## TEXT PROVIDED
How do you help someone get over being abused

tbon45 said:
hi gil how are you doing. well me not good my buddy is off to chicago.and now im left with no one. he was the only friend that i had. he has helped me alot when i needed it but now im on my own. its a bun day for me.

You will make new friends!!! Hang in there.
 
wicked woman said:
beguile? on an abuse thread? that would be pretty cold of me, no? :p

Uhmmm . . . is a 'pretty cold' another form of bird flu or something? ;)

A wicked woman is usually very hot . . . in my experience ;)

. . . and sexciting :p
 
tbon45 said:
thats what ive been telling myself all day her lose my gain. she will never find anyone that will care for her as much as i did.

Hi tbon . . . uhmmm . . . I'm glad that you've now got over this one, it is often a big hurdle and shows that you are moving in the correct direction, seeing the light as it were . . . ;)

Whether she does, or whether she doesn't is really irrelevant . . . what is important now is your future . . . without her in the equation . . . ;)

Dream big and make it happen . . . ;)

. . . we were meant to be rampantly successful,
so dream your future and
go out and make it happen!! :)
 
i try not to dream any more because they never come true. if i make it through the day the i accomplished some thing.

Records contained in a dataset:
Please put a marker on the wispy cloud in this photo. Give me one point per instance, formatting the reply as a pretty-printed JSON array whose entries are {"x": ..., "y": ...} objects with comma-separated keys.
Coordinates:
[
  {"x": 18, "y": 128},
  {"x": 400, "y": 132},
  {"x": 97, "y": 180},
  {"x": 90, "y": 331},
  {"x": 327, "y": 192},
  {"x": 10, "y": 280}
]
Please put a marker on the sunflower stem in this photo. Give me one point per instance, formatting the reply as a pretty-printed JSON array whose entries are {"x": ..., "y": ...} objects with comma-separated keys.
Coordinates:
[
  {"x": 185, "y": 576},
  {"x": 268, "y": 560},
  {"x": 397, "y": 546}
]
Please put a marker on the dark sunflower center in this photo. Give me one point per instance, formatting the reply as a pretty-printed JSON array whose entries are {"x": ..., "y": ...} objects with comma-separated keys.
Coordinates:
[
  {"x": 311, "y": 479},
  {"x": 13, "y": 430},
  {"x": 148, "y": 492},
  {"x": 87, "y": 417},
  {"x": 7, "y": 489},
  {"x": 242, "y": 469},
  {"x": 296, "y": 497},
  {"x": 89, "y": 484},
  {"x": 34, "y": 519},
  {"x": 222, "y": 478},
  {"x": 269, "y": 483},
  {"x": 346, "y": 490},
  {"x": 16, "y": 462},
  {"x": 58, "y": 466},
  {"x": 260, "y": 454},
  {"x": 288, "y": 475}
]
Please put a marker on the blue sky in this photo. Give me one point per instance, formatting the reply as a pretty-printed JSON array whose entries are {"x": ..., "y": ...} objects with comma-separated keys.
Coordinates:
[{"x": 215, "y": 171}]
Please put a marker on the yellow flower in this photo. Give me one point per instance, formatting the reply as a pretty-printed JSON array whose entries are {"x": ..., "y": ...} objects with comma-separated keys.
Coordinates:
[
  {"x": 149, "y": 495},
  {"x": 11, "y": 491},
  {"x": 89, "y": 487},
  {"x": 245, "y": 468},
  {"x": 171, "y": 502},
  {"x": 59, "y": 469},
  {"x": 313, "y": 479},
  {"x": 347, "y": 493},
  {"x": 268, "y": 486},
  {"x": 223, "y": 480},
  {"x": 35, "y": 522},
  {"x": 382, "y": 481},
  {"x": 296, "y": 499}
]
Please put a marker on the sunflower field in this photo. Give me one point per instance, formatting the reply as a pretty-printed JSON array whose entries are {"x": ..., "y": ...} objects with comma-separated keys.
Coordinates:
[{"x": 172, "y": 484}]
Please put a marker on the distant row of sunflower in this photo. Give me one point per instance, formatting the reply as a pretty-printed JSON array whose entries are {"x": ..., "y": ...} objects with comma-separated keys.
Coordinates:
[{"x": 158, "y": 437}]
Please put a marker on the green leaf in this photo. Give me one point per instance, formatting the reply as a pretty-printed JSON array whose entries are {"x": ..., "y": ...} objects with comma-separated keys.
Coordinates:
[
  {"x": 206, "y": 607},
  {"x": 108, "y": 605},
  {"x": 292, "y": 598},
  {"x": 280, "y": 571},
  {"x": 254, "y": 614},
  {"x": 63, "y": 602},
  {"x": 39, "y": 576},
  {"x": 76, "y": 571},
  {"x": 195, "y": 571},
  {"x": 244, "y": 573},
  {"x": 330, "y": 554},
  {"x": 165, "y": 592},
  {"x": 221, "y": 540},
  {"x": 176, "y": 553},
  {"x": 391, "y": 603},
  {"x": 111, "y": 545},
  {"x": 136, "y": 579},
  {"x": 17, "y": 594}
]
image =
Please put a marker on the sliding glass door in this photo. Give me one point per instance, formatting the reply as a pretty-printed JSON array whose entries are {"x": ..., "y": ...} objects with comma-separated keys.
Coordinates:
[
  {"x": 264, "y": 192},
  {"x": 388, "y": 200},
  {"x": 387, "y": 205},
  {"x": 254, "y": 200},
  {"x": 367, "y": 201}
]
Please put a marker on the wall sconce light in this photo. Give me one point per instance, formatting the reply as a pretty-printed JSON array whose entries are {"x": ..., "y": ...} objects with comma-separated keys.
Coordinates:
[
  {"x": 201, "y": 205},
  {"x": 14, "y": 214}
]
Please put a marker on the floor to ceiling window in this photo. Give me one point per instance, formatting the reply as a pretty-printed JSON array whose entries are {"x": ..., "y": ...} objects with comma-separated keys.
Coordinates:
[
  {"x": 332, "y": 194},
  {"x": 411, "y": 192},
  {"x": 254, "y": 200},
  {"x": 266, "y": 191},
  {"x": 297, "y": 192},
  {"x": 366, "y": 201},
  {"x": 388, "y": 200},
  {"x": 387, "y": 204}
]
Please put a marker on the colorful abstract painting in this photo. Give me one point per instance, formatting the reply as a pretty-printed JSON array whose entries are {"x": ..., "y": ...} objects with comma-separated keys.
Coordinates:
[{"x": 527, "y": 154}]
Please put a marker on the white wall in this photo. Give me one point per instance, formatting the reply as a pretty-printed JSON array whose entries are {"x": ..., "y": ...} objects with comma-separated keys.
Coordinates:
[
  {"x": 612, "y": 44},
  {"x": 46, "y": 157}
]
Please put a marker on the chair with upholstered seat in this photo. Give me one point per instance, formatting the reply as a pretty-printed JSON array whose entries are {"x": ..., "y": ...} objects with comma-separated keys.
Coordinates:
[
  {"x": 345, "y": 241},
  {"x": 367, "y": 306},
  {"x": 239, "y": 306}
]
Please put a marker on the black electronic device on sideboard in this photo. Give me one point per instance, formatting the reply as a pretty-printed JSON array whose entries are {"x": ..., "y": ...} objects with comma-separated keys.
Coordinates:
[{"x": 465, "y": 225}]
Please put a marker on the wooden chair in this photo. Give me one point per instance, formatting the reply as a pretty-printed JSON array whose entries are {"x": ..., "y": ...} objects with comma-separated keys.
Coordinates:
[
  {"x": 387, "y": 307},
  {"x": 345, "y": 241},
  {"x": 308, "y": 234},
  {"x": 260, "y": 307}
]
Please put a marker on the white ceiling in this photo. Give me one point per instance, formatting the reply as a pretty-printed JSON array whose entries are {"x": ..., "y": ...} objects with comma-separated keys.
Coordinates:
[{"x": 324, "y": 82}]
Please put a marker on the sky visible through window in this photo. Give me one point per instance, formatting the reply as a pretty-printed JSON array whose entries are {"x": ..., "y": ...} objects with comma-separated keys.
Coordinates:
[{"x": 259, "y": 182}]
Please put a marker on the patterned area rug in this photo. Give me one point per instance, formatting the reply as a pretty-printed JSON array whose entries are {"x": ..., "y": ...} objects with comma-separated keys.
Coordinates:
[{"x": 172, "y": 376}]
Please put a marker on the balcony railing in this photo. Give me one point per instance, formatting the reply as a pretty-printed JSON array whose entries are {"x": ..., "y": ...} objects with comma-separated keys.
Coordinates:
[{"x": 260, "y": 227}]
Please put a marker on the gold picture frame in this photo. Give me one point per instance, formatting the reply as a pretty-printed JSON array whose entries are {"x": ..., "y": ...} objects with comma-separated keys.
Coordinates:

## DIRECTIVE 1
List each distinct emoticon that appears in the abuse forum thread, giving each one only once.
## DIRECTIVE 2
Pick up the abuse forum thread right after its final post and write what comes next.

## FINAL RESULT 1
;)
:p
:)

## FINAL RESULT 2
australwind said:
Funnily enough, trust wasn't a quality in him that I doubted. It was his total rejection of me, his failure to see just how badly I was in need of his love and support in a time of crisis and he let me down badly.


I had an affair straight after my marriage broke down.....and that had the potential to make me wonder about trust as I was right royally screwed over then.

What I really found necessary was to rebuild my faith in myself and my own sense of worth. It had nothing to do with the other people in my life and whether I could trust them...I had to learn to respect and trust myself first. All the rest fell into place soon after...... :rose:

Thoughtful post, AW . . . :)

The first relationship after a relationship breakdown may not last . . . for many reasons . . . some of our making, some made by the other side . . . it is a frequent occurrence and part of the healing and growing process for us . . . :)

What we often forget in our rushed modern society is that the first person that we have to learn to love is . . . ourselves ;)

This means believing in ourselves, taking care of ourselves both physically and emotionally, and not beating up on ourself if something doesn't go exactly as we want . . . ;)

Robert Schuller has written extensively on what he calls "self love" . . . that is, caring for Number 1 so that Number 1 can play an active caring part in the commmunity. Look him up on Google and see what you can find out about his amazing life story . . . :)
 
Gil_T2 said:
First of all guilt for feeling good should only be if the feeling good came at some one else's expense.

There will be ups & downs but feeling good is the way to be.

Sorry I haven't got more to say but i'm having my own bad day.

And herein lies the key to happiness . . .

'Feeling good is the way to be'

:D :D :D
 
tbon45 said:
hi gil how are you doing. well me not good my buddy is off to chicago.and now im left with no one. he was the only friend that i had. he has helped me alot when i needed it but now im on my own. its a bun day for me.

What's this rubbish???

'Only friend that you had'????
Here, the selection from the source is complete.